_PROVIDED DATA_
......

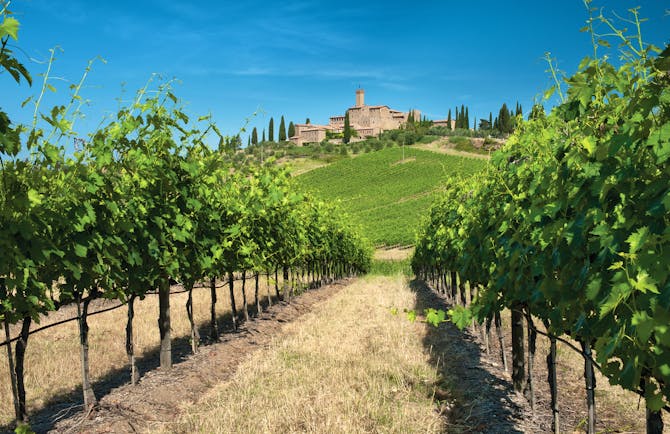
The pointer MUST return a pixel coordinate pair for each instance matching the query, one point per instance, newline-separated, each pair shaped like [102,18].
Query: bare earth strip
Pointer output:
[441,147]
[351,365]
[335,360]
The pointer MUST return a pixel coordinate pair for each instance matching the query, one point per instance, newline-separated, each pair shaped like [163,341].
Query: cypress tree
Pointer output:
[282,130]
[347,129]
[504,119]
[536,112]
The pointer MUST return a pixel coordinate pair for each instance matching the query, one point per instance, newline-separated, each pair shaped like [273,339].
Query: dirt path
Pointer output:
[461,391]
[441,147]
[160,394]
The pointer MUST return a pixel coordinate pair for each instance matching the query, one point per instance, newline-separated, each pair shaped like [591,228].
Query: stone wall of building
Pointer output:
[367,121]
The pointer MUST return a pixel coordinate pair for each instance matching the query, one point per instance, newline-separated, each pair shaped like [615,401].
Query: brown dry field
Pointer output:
[393,254]
[53,362]
[443,146]
[335,360]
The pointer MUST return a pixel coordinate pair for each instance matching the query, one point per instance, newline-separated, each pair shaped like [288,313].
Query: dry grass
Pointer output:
[617,410]
[52,359]
[442,146]
[348,366]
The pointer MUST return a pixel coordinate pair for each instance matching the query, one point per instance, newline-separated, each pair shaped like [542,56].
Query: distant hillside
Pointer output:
[385,194]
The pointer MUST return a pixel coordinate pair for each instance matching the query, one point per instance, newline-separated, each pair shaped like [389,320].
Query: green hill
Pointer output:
[384,193]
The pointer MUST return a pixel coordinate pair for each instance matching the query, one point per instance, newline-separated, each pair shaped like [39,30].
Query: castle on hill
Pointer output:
[366,120]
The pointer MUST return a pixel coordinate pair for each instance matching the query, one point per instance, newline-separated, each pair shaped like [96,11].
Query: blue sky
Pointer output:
[306,58]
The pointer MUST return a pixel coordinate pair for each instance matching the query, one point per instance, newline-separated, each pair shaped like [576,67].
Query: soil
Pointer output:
[159,395]
[474,394]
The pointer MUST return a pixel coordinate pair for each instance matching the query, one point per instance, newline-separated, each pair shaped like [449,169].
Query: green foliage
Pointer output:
[282,130]
[384,195]
[571,218]
[291,130]
[9,28]
[390,267]
[143,200]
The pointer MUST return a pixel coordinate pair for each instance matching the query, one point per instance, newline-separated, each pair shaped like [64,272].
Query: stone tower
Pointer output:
[360,97]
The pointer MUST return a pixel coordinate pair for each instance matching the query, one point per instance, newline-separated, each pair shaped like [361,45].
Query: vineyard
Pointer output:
[568,228]
[387,191]
[145,202]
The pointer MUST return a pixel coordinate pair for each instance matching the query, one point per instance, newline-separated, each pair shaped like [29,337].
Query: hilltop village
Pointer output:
[365,120]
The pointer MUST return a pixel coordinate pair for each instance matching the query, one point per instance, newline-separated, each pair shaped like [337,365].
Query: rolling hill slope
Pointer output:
[385,194]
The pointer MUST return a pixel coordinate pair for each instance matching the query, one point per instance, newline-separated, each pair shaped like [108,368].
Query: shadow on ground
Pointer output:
[67,405]
[471,398]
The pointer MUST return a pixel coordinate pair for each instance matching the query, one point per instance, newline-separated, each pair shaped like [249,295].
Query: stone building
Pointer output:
[366,120]
[445,123]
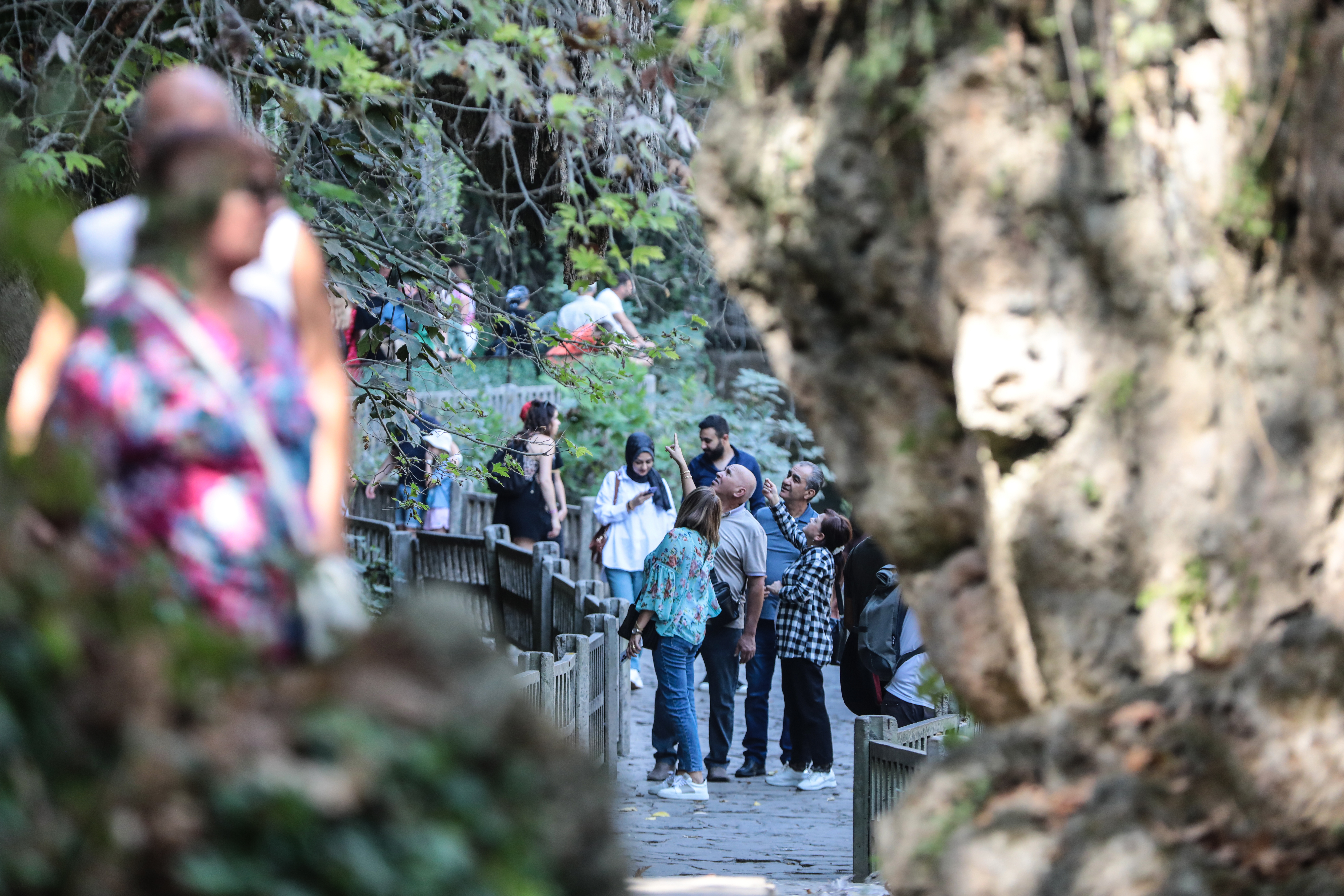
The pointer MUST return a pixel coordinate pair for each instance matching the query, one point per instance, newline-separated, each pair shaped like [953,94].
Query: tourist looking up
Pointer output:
[615,301]
[191,402]
[740,562]
[533,515]
[799,488]
[678,600]
[717,453]
[636,506]
[803,640]
[290,276]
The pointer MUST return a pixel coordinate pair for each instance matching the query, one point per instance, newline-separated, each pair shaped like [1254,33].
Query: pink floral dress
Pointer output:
[178,473]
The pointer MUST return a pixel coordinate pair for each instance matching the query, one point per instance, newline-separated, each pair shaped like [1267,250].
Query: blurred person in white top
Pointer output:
[290,276]
[638,504]
[615,299]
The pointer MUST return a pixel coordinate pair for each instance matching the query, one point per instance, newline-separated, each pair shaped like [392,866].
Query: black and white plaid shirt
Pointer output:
[803,627]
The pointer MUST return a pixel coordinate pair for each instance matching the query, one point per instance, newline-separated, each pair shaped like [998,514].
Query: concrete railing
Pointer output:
[885,761]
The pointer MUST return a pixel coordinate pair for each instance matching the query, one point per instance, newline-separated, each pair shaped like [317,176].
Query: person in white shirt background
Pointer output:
[585,310]
[638,506]
[290,276]
[615,301]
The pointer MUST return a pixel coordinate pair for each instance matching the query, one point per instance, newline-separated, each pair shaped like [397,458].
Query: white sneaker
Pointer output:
[818,781]
[683,788]
[787,777]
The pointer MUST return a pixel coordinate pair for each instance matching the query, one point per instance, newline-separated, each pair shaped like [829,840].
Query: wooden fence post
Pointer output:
[492,537]
[617,609]
[588,528]
[404,566]
[545,664]
[542,629]
[866,730]
[577,644]
[611,668]
[553,567]
[456,507]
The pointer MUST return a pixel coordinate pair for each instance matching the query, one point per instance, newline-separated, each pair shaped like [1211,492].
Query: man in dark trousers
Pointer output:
[718,455]
[798,490]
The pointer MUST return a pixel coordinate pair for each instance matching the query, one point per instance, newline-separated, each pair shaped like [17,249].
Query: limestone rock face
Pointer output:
[1062,311]
[1057,284]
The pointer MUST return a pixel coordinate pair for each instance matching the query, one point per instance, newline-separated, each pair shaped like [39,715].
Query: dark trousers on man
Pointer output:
[806,709]
[721,671]
[905,713]
[757,710]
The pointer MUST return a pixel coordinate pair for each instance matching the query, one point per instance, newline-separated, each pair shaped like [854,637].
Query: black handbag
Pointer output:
[650,636]
[838,640]
[729,609]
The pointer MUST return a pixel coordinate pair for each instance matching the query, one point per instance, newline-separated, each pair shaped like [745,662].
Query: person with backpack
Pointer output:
[804,641]
[890,647]
[635,510]
[521,476]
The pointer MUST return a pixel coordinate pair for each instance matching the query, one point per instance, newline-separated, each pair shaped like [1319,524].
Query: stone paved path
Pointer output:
[800,840]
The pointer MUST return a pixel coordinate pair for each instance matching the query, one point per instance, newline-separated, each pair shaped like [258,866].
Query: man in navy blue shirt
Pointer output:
[718,455]
[798,490]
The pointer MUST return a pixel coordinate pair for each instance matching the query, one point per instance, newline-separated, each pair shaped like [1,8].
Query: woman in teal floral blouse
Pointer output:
[679,598]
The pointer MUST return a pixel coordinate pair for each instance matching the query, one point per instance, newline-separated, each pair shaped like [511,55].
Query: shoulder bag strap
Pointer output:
[253,424]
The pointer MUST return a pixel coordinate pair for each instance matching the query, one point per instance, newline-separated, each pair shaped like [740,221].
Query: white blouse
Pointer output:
[634,535]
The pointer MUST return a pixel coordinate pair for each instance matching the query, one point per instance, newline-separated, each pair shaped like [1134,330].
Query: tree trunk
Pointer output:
[1056,284]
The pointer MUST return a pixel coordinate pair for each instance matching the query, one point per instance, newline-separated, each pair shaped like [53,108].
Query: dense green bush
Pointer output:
[146,751]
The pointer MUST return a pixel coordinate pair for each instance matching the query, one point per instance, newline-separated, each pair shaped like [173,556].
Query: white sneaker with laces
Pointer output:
[818,781]
[787,777]
[683,788]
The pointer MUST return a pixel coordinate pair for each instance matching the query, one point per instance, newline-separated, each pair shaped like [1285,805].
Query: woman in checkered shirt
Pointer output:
[803,640]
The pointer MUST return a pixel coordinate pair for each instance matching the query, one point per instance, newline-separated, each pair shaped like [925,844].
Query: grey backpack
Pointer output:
[880,628]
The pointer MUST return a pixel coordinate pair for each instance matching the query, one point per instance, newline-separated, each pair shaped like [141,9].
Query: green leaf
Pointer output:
[337,193]
[646,256]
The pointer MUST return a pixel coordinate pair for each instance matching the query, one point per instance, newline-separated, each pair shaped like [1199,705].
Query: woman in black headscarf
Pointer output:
[635,510]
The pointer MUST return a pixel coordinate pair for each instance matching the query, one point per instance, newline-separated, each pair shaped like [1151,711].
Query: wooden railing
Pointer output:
[572,663]
[454,567]
[885,761]
[472,512]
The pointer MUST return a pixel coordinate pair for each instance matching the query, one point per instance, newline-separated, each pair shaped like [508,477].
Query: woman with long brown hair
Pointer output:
[679,601]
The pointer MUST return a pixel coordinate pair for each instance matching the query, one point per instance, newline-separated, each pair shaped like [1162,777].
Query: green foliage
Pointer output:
[526,140]
[1249,213]
[144,750]
[1189,594]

......

_PROMPT_
With "black" as the string to find, copy every line of the records that holds it.

_ANSWER BELOW_
Query: black and white plaid shirt
Query: black handbag
Query: woman in black headscarf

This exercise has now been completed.